### TASK INSTRUCTIONS
Rewrite the records from the line with "# locate pipe" through the end, swapping every "concrete" for "cement" and leaving everything else as it is.

### DATA IN THIS EXERCISE
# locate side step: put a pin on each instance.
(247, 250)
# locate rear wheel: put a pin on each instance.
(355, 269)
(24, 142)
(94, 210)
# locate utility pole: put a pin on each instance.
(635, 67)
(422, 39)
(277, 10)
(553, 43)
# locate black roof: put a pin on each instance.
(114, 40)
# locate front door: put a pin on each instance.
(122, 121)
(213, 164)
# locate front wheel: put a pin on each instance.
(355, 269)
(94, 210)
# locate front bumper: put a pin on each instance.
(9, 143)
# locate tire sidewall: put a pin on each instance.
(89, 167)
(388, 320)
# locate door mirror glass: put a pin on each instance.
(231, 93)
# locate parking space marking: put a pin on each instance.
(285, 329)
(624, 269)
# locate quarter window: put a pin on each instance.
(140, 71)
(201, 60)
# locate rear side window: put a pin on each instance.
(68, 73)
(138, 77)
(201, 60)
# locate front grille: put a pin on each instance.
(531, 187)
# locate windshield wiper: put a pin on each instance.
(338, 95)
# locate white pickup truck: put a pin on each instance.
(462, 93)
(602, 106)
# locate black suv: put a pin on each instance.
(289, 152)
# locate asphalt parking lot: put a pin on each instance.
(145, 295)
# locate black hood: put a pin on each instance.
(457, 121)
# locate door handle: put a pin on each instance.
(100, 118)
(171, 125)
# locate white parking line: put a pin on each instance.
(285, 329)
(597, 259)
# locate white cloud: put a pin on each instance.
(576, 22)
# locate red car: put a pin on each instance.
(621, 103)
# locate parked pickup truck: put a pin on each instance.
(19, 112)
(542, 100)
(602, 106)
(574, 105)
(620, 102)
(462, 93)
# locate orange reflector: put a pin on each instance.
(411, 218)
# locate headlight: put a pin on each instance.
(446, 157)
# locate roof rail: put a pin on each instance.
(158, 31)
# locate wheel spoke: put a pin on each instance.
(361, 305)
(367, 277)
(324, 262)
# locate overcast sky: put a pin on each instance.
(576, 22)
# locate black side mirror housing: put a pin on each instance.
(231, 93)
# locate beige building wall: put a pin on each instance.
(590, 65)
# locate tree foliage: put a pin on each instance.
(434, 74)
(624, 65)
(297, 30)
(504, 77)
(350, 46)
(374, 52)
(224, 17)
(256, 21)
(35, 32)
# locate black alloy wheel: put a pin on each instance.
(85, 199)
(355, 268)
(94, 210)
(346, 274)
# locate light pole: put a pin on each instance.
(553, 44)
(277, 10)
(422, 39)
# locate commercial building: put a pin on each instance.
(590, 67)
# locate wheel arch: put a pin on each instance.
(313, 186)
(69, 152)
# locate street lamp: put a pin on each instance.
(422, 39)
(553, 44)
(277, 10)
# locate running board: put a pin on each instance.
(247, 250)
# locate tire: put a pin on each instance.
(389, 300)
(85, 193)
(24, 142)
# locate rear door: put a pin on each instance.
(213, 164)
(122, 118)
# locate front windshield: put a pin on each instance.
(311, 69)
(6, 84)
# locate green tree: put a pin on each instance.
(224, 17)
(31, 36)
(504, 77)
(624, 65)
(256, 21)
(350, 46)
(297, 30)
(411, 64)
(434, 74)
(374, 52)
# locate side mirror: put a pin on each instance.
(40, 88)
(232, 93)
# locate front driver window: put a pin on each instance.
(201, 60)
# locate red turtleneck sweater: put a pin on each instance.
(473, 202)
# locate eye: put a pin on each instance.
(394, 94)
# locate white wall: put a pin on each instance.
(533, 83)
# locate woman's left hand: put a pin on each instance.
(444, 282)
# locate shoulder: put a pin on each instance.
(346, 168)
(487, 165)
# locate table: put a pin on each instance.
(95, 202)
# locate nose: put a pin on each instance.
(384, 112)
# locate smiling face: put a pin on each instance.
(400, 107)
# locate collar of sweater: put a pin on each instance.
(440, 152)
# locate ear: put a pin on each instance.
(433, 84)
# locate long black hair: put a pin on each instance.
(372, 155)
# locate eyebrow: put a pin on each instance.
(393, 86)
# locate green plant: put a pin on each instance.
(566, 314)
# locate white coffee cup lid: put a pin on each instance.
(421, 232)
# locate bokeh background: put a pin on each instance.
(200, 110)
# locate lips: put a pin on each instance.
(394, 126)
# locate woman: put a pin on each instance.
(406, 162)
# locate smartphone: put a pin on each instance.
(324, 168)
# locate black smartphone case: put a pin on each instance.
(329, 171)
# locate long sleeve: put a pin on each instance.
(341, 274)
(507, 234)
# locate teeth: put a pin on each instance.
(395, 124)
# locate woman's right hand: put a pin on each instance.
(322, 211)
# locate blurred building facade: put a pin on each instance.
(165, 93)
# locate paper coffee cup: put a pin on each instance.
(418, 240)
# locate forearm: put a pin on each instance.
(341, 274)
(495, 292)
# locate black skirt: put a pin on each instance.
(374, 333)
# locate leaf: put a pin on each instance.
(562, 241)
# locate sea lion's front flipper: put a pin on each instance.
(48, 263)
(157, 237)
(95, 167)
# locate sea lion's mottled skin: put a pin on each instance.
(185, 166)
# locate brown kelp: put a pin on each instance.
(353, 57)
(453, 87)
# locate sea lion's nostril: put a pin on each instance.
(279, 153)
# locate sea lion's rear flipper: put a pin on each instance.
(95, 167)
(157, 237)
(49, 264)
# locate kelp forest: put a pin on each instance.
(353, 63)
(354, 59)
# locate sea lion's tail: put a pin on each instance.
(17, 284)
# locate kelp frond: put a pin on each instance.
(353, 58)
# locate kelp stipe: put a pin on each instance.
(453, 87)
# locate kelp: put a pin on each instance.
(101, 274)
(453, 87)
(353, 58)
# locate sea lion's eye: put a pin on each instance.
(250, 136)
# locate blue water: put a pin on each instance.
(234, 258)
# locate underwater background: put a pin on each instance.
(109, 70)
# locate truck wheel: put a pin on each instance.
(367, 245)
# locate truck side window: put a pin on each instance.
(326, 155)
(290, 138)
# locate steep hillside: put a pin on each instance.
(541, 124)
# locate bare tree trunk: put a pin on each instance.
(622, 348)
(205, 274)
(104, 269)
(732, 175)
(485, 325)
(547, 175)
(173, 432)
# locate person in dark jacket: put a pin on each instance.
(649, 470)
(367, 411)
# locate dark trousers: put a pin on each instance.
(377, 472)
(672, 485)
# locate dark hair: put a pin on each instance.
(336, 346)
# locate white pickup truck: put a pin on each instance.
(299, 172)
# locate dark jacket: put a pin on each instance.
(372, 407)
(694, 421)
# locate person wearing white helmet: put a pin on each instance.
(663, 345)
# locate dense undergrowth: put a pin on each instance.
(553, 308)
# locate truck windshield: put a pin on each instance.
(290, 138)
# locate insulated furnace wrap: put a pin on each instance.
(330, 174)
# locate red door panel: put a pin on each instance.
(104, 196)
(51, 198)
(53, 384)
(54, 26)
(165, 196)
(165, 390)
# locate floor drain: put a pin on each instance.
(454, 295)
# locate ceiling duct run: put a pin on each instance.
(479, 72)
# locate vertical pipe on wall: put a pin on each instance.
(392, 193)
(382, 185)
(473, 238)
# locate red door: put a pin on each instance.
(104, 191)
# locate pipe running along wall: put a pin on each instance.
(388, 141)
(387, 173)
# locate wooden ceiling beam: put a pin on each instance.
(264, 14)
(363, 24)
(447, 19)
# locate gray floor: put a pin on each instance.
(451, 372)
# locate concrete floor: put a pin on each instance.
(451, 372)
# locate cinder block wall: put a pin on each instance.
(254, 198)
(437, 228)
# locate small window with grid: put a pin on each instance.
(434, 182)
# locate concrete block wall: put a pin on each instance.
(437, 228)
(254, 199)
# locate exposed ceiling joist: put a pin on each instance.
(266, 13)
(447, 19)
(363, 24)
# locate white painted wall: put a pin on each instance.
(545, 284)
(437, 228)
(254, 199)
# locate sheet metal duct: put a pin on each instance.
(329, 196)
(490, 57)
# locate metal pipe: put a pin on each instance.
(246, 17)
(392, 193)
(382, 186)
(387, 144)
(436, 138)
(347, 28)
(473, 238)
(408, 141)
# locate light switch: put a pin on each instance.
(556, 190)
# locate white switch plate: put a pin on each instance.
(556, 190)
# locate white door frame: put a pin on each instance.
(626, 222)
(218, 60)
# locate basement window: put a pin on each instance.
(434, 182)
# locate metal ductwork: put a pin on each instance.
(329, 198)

### EXERCISE ANSWER
# locate pipe running along wall: put a pin on each instance.
(388, 141)
(387, 173)
# locate wooden ceiling beam: put a pin on each instance.
(264, 14)
(363, 24)
(447, 19)
# locate gray floor: put a pin on each instance.
(451, 372)
# locate cement floor: put a pin on each instance.
(451, 372)
# locate cinder block wall: put a pin on each instance.
(254, 198)
(437, 228)
# locate small window with grid: put a pin on each instance.
(434, 182)
# locate cement block wall: put a pin on each instance.
(437, 228)
(254, 199)
# locate exposed ceiling joist: put a pin on each instance.
(266, 13)
(447, 19)
(363, 24)
# locate white painted wall: put a pin on each instance.
(545, 284)
(437, 228)
(254, 199)
# locate sheet metal duct: put a pin on each instance.
(329, 196)
(490, 57)
# locate metal pipe: put a pin on each instance.
(246, 17)
(392, 193)
(382, 186)
(387, 144)
(436, 138)
(347, 28)
(473, 238)
(408, 141)
# locate light switch: put a pin on each instance.
(556, 190)
# locate white switch plate: put a pin on each instance.
(556, 190)
# locate white door frame: put a pin on each instance.
(626, 222)
(218, 60)
# locate basement window: put a pin on each instance.
(434, 182)
# locate metal ductwork: put a pin on each instance.
(329, 198)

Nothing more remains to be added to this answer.